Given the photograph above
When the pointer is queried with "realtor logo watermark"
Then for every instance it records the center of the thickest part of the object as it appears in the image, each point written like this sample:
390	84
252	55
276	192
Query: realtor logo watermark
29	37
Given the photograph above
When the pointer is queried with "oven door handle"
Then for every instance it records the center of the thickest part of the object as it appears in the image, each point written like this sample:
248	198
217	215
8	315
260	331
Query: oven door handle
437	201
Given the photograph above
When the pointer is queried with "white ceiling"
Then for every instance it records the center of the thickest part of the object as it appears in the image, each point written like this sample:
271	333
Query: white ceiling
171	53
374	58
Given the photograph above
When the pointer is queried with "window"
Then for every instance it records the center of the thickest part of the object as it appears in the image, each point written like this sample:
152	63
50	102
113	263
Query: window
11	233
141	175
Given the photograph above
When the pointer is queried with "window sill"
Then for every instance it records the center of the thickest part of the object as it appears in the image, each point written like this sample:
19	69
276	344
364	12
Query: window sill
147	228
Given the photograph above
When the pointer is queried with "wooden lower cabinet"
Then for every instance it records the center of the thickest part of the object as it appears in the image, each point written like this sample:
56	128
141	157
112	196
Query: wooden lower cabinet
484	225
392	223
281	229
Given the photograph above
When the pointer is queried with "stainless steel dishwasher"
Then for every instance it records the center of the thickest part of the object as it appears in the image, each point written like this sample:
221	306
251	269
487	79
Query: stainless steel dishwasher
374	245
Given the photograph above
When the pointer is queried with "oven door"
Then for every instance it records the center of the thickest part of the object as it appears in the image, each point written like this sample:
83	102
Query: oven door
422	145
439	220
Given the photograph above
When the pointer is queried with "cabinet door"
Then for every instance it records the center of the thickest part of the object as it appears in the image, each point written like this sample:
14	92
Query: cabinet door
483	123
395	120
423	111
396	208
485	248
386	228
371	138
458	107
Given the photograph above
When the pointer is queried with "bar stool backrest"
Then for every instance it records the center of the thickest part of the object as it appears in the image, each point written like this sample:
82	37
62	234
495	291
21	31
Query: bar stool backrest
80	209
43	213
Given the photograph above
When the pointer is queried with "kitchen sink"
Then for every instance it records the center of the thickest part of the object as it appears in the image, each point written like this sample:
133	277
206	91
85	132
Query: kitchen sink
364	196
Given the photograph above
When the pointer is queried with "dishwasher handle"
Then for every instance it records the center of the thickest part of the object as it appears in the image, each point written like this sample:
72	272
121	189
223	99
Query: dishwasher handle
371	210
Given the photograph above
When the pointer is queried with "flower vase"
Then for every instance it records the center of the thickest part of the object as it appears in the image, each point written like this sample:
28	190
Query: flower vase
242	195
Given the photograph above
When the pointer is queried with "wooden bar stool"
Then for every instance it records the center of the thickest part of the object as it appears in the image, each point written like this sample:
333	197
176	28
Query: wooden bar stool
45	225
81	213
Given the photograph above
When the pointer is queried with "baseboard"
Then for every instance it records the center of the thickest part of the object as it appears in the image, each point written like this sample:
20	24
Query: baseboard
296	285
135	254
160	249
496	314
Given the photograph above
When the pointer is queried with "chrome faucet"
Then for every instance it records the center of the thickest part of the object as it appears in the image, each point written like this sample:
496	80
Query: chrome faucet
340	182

···

### WRITTEN REQUEST
Write the data back out verbatim.

### ANSWER BELOW
Given the photograph above
When the pointer is queried with "realtor logo watermark"
Then for every instance it records the center of the thickest part of the object as it appears in the image, each point written like this sample:
390	84
252	55
276	192
Query: realtor logo watermark
29	37
Given the photograph above
When the pointer is queried with "oven door handle"
Then for every instance it records the center of the thickest part of the object as it appears in the image, each point written like this sample:
248	198
217	215
8	315
260	331
Query: oven door handle
437	201
Given the photograph above
When the pointer is queried with "white ceiling"
Then for every instance it records the center of the thickest part of the object as it appears in the image, each point written like this sample:
271	333
Query: white ceiling
171	53
374	58
Given the photograph above
When the pointer is queried with "window"
Then for every instance it records the center of the thickest part of the object as it appears in the image, each point written like this sample:
152	63
50	102
113	263
Query: window
11	233
141	175
Given the photograph above
When the pointer is queried with "window sill"
Then for every instance it records the center of the thickest part of the object as it appears in the image, each point written like this sample:
19	69
276	344
364	12
Query: window sill
147	228
Given the photograph above
When the pointer is queried with "wooden lower cabinet"
Then for every instance it records the center of the thickest part of the object as it appears in the image, each point written like this sample:
56	128
141	157
112	196
Query: wooden lower cabinet
484	225
392	223
281	229
Given the photograph above
When the pointer is queried with "stainless steel dishwasher"
Then for every instance it records the center of the thickest part of the object as it appears in the image, each point written like this sample:
221	306
251	269
487	79
Query: stainless steel dishwasher
374	245
Given the photograph above
When the pointer is queried with "oven door"
Then for every instance it records the center of the thickest part of the object as it appears in the image, each point written like this sample:
83	102
Query: oven door
422	145
439	220
Given the photograph above
When the pointer is queried with "cabinet door"
Then for every instance it records the center of the thickest part of the object as it appears in the image, each point written like this sample:
14	92
Query: cabinet door
483	123
395	120
423	111
396	208
485	248
386	228
371	138
458	107
Given the photograph above
When the pointer is queried with "bar stool backrest"
Then for every instance it records the center of the thickest part of the object as it appears in the image, each point written like this sample:
82	37
62	234
495	291
21	31
Query: bar stool backrest
80	209
43	213
Given the photograph above
When the pointer is queried with "kitchen sink"
Then for every instance it records the center of the thickest part of the object as it appears in the image, each point written like this sample:
133	277
206	91
85	132
Query: kitchen sink
364	196
Given the photograph above
When the pointer is queried with "dishwasher handle"
Then for every instance it records the center of the thickest part of the object as it appears in the image, each point written like this sample:
72	272
121	189
223	99
Query: dishwasher handle
371	210
Given the photograph above
When the pointer is queried with "flower vase"
Then for every instance it records the center of the thickest part of the object as it appears in the image, each point written like this sample:
28	190
Query: flower vase
242	195
Given the photograph above
When the pointer is queried with "wooden bar stool"
Then for every instance it records the center of the thickest part of the object as it appears in the image, each point written like this sample:
333	197
176	28
Query: wooden bar stool
45	225
81	213
Given the photograph above
When the pointer is queried with "baseboard"
Then for every instance it records the center of the thickest part of the object as it appears in the image, each point written like this sample:
20	24
Query: baseboard
296	285
135	254
160	249
496	314
Given the photograph above
When the pointer is queried with "chrome faucet"
Then for every instance it records the center of the thickest part of the object as it appears in the image, each point written like this sample:
496	80
Query: chrome faucet
340	182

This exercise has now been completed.